◆ **Verilen metin**:
______

Roma İmparatorluğu için büyük öneme sahip
Eski ismi ile Ofreneion Kenti ismi ile anılan Erenköy’ün romalılar için büyük bir önem arz ettiğini dile getiren Mehmet Akkan “Ofreneion Kentinin Roma Döneminde özel bir önem kazandığı bilinmektedir. Aeneeas Destanı`nda Roma`nın kendi köklerini Troia`da araması, Roma`nın Troia`nın küllerinden doğduğunu kabullenmesi, Troia ve Ofreneion`u Romalılar için önemli bir konuma getirmiştir. Yani Roma, Troia`nın küllerinden inşa edilmiştir. Aeneas Destanı`na göre, Troia`nın yakılıp yıkılmasından sonra, Troia`dan kaçan Aeneas Roma Kenti`ni kurar. Böylece Roma ile bu bölge arasında, duygusal ve siyasal bir bağ oluşmuştur. Bu bağlamda, Troialı Kahramanlar Romalıların gözünde, özel bir yer edinmişlerdir. Aeneas`ın Troia`dan ayrılışı, Roma tarihinin başlangıcı ve köklerinin dayandığı yerin Troia olduğunu kabullenmişlerdir. Troia Kenti`ne, Roma İmparatoru Avgustus`un da önem verdiği, bu bölgenin inşası için maddi destek sağladığı, Troas Bölgesi`nin vergiden muaf tutulmuştur” dedi.

______

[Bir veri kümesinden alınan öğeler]
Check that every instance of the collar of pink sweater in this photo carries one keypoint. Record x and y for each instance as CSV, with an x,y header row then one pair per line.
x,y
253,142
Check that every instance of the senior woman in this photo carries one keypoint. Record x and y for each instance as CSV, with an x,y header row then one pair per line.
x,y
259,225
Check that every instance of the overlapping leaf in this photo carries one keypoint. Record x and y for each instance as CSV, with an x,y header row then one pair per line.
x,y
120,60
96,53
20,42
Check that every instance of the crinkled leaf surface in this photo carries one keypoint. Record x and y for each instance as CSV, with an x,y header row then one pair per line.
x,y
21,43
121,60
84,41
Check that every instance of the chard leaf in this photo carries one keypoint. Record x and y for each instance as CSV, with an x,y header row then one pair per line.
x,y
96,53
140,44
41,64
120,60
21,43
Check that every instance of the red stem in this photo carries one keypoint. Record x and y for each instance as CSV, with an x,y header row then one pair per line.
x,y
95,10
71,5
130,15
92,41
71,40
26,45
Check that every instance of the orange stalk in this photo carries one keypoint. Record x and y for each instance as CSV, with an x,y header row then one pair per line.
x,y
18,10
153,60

______

◆ **Yönerge**: Erenköy'ün Roma için taşıdığı önemi anlatan metni, son cümlesinin ardından gelecek kısımla devam ettirin.

◆ **Görevin yanıtı**:
Anadolu’nun İlk Kahramanı Hektor
Bir Anadolu medeniyeti olan Troya Kahramanı Hektor’un Erenköy’de gömülü olduğunu da hatırlatan Akkan, kahramanla ilgili yaptığı açıklamada ise “ Hektor Anadolulu Kahramanıdır, antik dönem adıyla Ofreneion-Erenköy topraklarının bağrında, 3000 yıldır yatmakta ve binlerce yıl daha yatacak. Erenköy, Hektor ve Ofreneion birlikte anılacak. Akhaların Kralı Akhilleus ve Troyalı Hektor`un karakter yapılarına baktığımızda, Akhilleus`u savaşçı, Hektor`u kahraman olarak ortaya çıkarmaktadır. ‘Hektor`un her eylemi Troia`nin kurtuluşuna yöneliktir. Akhilleus ne kadar toplumsal duyguları önemsemezse, Hektor o kadar şehrine, toplumuna, babasına bağlıdır’ Savaş Hektor`un hem yurtsever, hem de uygar olmasını engellemez. Onun yurtseverliği düşmana karşı kin içermez. Onda; insanları birleştiren şeyin onları ayıran şeye baskın olabileceği duygusu çok açıktır. Farklı iki karakterin varlığı, Doğu ile Batının ilk büyük karşılaştırmasından doğmuş gibidir. Akhilleus tiplemesi ile betimlenen batı; askeri, sert, acımasız, kindar, hırçın, kaba, erkek söylemli. Hektor tiplemesi ile betimlenen Anadolu; aile içi yumuşak, ilişkileri ve sevgiyi birinci derecede önemli bulan, kadınla erkeğin eşit tutulduğu, etiğe ve bilgeliğe önem veren, barıştan yana olan kavramlarla sonuçlandırmıştır. Azra Erhat, onu Anadolu`nun ilk ulusal kahramanı olarak kabul eder. Nitekim Antik Çağ ve Roma dönemi sikkelerinde bir kahraman olarak Hektor tasvirleri yer alır. Konusunu destandaki anlatımlardan alan bu tasvirler, genellikle vazo resimlerinin üzerinde günümüze kadar gelmiştir.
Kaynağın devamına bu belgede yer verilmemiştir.